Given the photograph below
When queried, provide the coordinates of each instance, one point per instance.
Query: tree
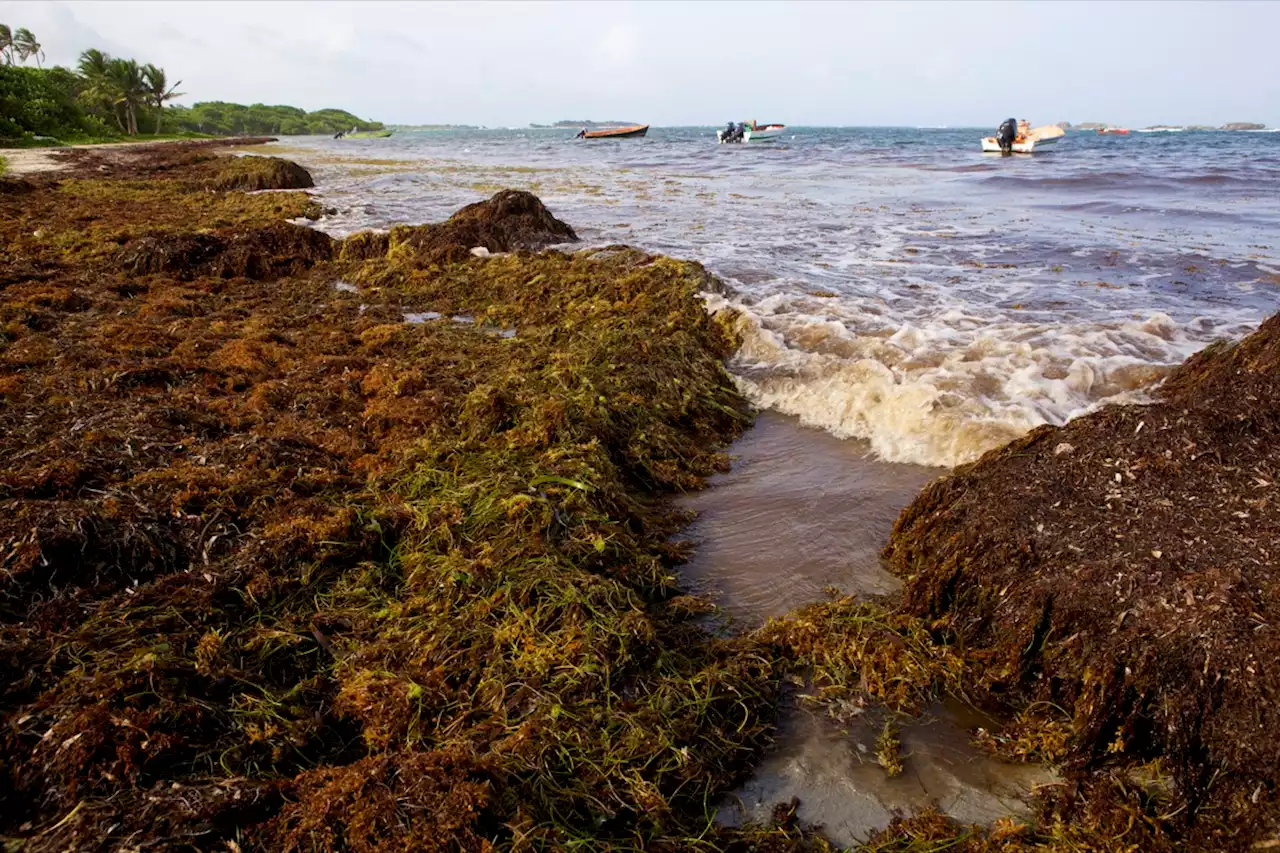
(129, 89)
(100, 90)
(158, 91)
(24, 42)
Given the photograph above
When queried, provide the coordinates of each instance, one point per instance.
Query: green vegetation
(284, 571)
(220, 118)
(108, 97)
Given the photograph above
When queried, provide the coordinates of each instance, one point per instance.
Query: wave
(945, 391)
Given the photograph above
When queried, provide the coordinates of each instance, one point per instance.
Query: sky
(499, 64)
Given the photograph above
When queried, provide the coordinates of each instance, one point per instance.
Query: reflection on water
(895, 284)
(799, 511)
(833, 772)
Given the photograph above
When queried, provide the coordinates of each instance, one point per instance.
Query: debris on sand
(282, 569)
(1123, 568)
(510, 220)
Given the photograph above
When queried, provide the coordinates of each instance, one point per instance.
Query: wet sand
(832, 770)
(801, 511)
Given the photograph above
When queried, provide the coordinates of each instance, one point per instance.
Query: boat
(632, 132)
(1034, 138)
(755, 132)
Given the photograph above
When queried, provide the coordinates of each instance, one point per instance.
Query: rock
(252, 173)
(261, 254)
(510, 220)
(1043, 565)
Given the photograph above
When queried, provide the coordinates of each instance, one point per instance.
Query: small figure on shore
(1005, 136)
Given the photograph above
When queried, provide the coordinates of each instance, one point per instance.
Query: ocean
(896, 286)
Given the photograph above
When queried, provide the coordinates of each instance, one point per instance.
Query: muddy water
(801, 511)
(832, 770)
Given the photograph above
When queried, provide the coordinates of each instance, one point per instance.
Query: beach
(475, 486)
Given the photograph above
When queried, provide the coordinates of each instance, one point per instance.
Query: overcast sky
(909, 63)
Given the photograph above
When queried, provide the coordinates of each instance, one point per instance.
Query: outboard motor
(1006, 135)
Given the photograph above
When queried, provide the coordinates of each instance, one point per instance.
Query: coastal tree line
(106, 96)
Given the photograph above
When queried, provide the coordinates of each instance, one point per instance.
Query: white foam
(946, 388)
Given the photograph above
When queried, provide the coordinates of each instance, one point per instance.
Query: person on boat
(1006, 135)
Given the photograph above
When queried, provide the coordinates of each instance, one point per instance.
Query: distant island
(570, 123)
(108, 97)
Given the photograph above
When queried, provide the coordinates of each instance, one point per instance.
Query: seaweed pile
(287, 571)
(1119, 574)
(315, 544)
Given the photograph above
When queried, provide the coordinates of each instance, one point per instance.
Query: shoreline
(429, 547)
(27, 162)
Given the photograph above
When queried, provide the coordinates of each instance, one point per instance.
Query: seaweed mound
(261, 254)
(252, 173)
(1124, 568)
(510, 220)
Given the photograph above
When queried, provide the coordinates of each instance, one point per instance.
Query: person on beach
(1005, 135)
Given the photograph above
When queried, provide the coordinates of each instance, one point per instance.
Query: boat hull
(760, 135)
(618, 133)
(991, 145)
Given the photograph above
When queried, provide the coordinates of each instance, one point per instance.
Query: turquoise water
(896, 284)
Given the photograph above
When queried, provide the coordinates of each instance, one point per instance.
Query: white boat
(757, 133)
(763, 133)
(1036, 138)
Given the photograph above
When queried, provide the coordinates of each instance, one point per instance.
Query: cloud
(673, 63)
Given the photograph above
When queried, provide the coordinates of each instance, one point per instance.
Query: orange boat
(616, 132)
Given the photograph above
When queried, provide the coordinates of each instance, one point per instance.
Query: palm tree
(158, 90)
(7, 44)
(100, 89)
(24, 42)
(126, 77)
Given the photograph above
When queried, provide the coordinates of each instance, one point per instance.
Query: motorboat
(1027, 142)
(753, 132)
(631, 132)
(365, 135)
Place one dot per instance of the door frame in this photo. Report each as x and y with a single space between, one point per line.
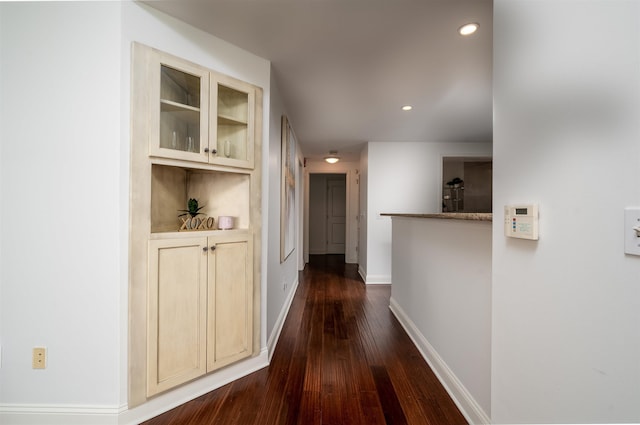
352 210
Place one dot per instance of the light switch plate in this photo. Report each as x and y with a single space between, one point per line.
631 238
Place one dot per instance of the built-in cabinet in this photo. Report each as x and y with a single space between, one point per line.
194 288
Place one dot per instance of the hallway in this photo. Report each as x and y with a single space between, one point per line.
342 358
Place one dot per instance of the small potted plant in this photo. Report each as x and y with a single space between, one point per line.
192 208
192 211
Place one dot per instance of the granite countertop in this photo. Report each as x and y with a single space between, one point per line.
448 216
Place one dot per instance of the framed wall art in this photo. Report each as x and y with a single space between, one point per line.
287 191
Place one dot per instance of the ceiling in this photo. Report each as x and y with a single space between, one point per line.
346 67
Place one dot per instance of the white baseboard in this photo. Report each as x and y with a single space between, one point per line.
27 414
277 328
121 415
471 410
373 279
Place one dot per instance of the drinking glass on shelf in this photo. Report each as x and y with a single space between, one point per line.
227 148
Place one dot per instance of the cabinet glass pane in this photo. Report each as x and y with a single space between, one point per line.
233 115
179 110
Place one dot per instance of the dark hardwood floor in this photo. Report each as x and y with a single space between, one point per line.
342 358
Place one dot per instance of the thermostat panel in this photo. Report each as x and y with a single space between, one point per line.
521 221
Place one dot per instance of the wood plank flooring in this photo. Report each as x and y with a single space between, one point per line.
342 358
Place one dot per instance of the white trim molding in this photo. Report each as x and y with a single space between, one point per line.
277 328
32 414
120 415
471 410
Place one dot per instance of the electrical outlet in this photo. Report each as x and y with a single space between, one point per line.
39 358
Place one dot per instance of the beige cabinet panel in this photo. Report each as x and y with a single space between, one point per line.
194 305
177 312
230 316
231 131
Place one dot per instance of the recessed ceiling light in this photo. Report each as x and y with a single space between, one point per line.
468 29
332 158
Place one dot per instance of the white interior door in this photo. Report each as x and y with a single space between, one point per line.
336 216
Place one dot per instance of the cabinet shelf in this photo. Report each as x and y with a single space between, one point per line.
219 193
173 234
171 106
229 120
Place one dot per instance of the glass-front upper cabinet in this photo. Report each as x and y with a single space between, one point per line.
199 115
180 109
232 129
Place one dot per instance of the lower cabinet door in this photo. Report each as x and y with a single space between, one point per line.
230 313
176 312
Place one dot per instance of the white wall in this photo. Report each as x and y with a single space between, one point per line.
566 309
64 185
403 177
441 293
282 278
61 265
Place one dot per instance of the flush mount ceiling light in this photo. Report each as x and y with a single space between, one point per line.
468 29
332 158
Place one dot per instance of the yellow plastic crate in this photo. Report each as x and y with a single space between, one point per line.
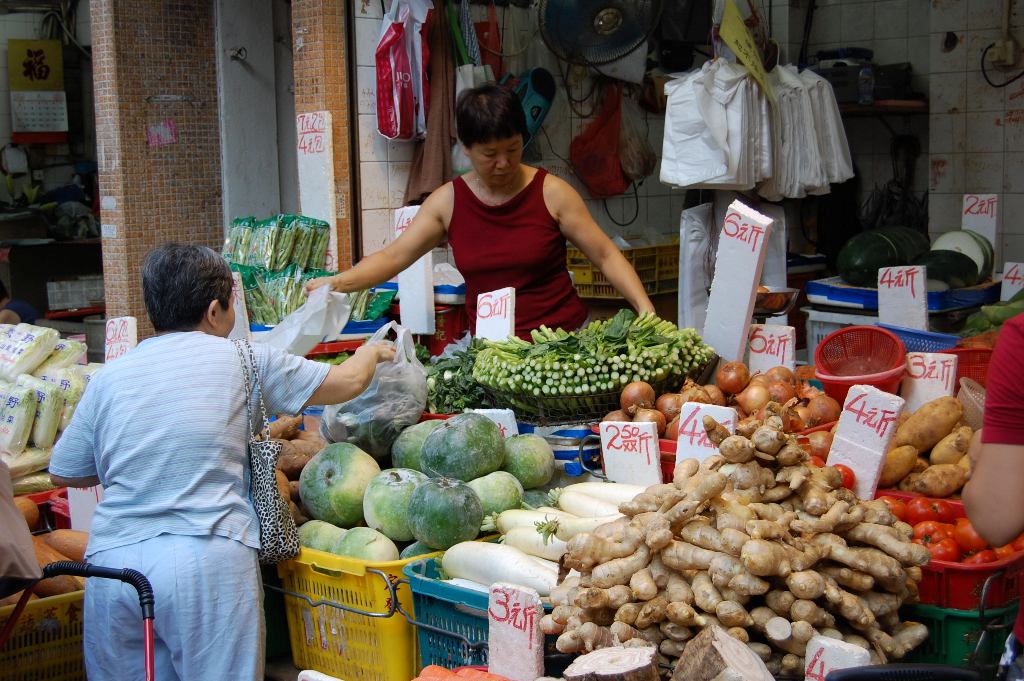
46 643
341 643
657 267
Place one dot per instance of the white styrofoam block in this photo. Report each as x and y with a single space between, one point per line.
505 418
692 441
771 345
903 296
929 376
737 271
828 654
514 636
866 426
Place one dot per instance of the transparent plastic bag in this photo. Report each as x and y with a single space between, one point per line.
394 400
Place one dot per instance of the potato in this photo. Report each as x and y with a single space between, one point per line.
951 448
898 464
940 480
930 424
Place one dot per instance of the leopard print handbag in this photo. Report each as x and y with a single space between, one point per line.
279 537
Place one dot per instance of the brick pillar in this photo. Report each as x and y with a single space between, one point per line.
320 49
154 67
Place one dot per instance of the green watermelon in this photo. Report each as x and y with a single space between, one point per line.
862 256
951 267
444 512
409 445
464 448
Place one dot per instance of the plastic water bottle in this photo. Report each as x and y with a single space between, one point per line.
865 86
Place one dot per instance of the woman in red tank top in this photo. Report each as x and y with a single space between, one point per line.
507 224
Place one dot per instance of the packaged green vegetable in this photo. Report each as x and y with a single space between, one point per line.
237 242
30 484
49 401
16 419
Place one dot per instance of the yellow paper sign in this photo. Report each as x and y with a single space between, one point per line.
35 65
738 38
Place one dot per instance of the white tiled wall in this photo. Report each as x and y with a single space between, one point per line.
897 31
977 131
384 165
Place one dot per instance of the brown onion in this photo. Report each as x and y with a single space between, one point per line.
781 392
672 430
715 395
753 398
651 415
635 395
781 374
823 410
820 443
732 377
669 405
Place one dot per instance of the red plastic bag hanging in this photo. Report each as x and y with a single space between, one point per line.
489 36
595 153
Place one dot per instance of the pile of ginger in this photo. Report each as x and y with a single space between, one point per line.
756 540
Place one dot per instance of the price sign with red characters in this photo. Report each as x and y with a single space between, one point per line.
514 636
1013 280
771 345
122 335
866 426
496 314
692 441
929 376
903 297
631 453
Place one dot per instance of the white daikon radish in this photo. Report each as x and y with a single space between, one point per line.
535 543
486 563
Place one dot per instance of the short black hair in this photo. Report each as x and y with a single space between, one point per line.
487 113
178 283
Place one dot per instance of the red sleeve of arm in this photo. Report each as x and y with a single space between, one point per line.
1004 421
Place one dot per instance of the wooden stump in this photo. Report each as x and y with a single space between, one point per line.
614 665
715 654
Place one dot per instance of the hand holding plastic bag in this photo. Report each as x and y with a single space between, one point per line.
324 314
394 400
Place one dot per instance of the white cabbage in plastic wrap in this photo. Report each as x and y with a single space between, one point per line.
16 418
24 347
66 353
49 401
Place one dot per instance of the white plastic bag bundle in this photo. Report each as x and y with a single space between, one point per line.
16 419
48 405
66 353
394 400
323 315
24 348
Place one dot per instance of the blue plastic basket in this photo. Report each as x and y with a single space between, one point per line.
452 622
922 341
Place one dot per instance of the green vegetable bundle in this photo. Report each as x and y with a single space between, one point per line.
451 386
600 358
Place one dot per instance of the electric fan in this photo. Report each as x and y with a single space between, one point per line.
596 32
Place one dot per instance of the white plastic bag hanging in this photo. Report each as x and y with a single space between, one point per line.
323 315
393 400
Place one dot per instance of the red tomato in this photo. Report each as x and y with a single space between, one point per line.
897 507
986 556
931 531
1004 552
849 478
920 509
944 550
968 539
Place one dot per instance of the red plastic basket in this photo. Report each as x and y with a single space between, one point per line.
837 387
972 363
858 351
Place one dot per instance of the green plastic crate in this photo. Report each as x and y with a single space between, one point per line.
953 635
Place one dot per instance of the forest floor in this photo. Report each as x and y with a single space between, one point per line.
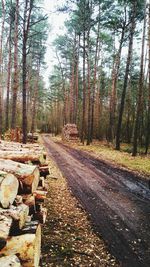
68 238
123 158
116 201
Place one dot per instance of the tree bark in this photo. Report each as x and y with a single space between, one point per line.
26 26
1 61
9 74
8 189
148 114
129 57
140 93
115 72
15 81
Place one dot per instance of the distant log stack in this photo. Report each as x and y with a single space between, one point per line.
14 135
70 133
22 193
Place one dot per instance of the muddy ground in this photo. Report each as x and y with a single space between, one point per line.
116 200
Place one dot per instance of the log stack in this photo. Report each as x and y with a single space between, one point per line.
70 132
22 193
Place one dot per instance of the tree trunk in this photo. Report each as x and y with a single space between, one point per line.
^^^^^^^^
» Given instruction: Change "dot" to "point" in the rows starting at the line that contains "Place one dot per instance of the green plastic" and ending at the last of the rows, and give those lines again with nothing else altered. Leave the pictures out of your answer.

» Output of the task:
Place one point per instance of the green plastic crate in this photo. Report each as x and y with a single space between, one point per line.
953 635
Place one point per instance of the forest floor in this photo. Report each as x and y with a single space between, one point per line.
68 238
123 158
116 201
Place one point per instance of the tree bark in this photo. Report each as x and y with a single space between, one point per line.
26 26
1 61
9 74
8 189
148 114
129 57
140 93
115 72
15 81
Place one point per instance of the distant log stack in this photo. Report each as x and y with a single space between, one point per line.
14 135
70 133
22 193
Place one point per instance of the muddy ground in this photo. Report each as x and y with a single space between, one point per line.
116 200
Place one point per instance of the log stack in this photo. Report each as x and y with a single space between, one point per line.
70 132
22 193
Place one point per instance of the tree trunk in this photo. Report each as x and y with a single space between, one point per line.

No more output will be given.